→ **Tarefas a realizar**
**a.** Selecione na listagem todas as linhas em que figura a palavra "coordinates".
**b.** Prossiga o texto sobre o grupo H do Mundial feminino a partir da última frase apresentada.

→ **Texto apresentado**
──────
A máxima ‘o futebol são 11 contra 11 e no final ganha a Alemanha’ aplica-se mais no masculino do que no feminino, mas é de esperar que, pelo menos no grupo H, as coisas sejam mais ou menos assim. Campeã mundial em 2003 e 2007, a equipa germânica procura o terceiro título desde então. Há um ano, as alemãs só caíram na final do Euro conquistado por Inglaterra, tendo dado muito boas indicações, e por isso chegam a este Mundial como uma das mais fortes candidatas à vitória final. Com qualidade individual para dar e vender, onde entre muitas destacam-se Lena Oberdorf no meio-campo e Alexandra Popp no ataque, a Alemanha é uma equipa completa. Forte do ponto de vista físico, mas também evoluída tecnicamente, que se pode impor tanto num jogo mais dividido, marcado por duelos e em que a bola role menos no relvado, ou, pelo contrário, numa partida mais ‘limpa’, até por via da sua forte capacidade de pressão. A expectativa é máxima e tudo o que não for lutar pelo título saberá a pouco.
Na luta pela segunda vaga do grupo H estarão as restantes equipas, sendo talvez a Coreia do Sul a ligeira favorita para o apuramento. Vencida pela China na final da Copa da Ásia em 2022, a equipa organiza-se num 3-5-2 e tem capacidade para ter bola, embora com um estilo bastante vertical. Apesar de contar com algumas jogadoras a atuar na Europa, a maior parte joga na liga do seu país. Um dos destaques é a média ofensiva Ji So-Yun, já com 32 anos, ela que esteve oito épocas no Chelsea e continua a ser peça fundamental para o seu treinador, o inglês Colin Bell, também ele muito experiente. Não precisando de muito para gerar ocasiões, a Coreia quer limpar a imagem que deixou em 2019, quando perdeu os três jogos da fase de grupos e foi eliminada na fase de grupos.
──────
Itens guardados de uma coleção
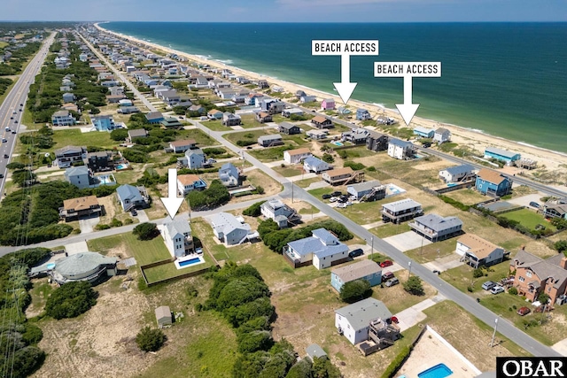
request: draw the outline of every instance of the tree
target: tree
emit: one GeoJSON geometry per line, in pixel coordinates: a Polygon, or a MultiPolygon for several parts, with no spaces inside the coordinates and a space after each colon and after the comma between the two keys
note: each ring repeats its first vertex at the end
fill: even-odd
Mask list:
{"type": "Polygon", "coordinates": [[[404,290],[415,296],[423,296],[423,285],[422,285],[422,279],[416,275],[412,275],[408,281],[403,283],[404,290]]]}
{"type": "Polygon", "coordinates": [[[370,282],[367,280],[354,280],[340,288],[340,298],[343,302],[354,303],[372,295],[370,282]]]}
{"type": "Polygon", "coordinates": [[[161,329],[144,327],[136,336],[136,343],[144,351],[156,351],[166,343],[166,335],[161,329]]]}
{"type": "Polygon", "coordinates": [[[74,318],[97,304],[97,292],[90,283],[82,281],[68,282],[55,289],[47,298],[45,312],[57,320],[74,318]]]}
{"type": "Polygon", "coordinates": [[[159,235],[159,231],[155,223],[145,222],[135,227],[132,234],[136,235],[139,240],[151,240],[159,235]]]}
──────
→ **Respostas por tarefa**
**a.**
emit: one GeoJSON geometry per line, in pixel coordinates: a Polygon, or a MultiPolygon for several parts, with no spaces inside the coordinates and a space after each colon and after the comma between the two keys
{"type": "Polygon", "coordinates": [[[404,290],[415,296],[423,296],[423,285],[422,285],[422,279],[416,275],[412,275],[408,281],[403,283],[404,290]]]}
{"type": "Polygon", "coordinates": [[[370,282],[367,280],[354,280],[340,288],[340,298],[343,302],[354,303],[372,295],[370,282]]]}
{"type": "Polygon", "coordinates": [[[161,329],[144,327],[136,336],[136,343],[144,351],[156,351],[166,343],[166,335],[161,329]]]}
{"type": "Polygon", "coordinates": [[[74,318],[97,304],[97,292],[90,283],[82,281],[68,282],[55,289],[47,298],[45,312],[57,320],[74,318]]]}
{"type": "Polygon", "coordinates": [[[159,235],[159,231],[155,223],[145,222],[135,227],[132,234],[136,235],[139,240],[151,240],[159,235]]]}

**b.**
Já a Colômbia chega a este Mundial em fase ascendente, com o futebol feminino a ganhar expressão no país, tanto a nível de seleções como de clubes. Tendo perdido na final da Copa América para o Brasil, as cafeteras têm motivos para considerar que o futuro será risonho, dadas as boas prestações nos recentes Mundiais de sub-20 (chegaram aos quartos de final) e de sub-17, onde só perderam na final. Em comum às três competições está a prodigiosa Linda Caicedo, ela que ainda tem 18 anos e participou nas três provas, tendo depois sido contratada pelo Real Madrid, onde ganhou a titularidade de imediato. É extrema e será uma das referências do ataque, a par de Mayra Ramirez, ela que também atua em Espanha, no Levante, e também ela realizou uma grande temporada, tendo feito 16 golos e ajudado muito a alcançar o 3.º lugar na I divisão espanhola. Assim sendo, há potencial ofensivo claro e reais possibilidades para as sul-americanas de ultrapassar a fase de grupos. O equilíbrio defensivo será importante porque dificilmente a equipa não fará golos, pelo menos contra Coreia do Sul e Marrocos.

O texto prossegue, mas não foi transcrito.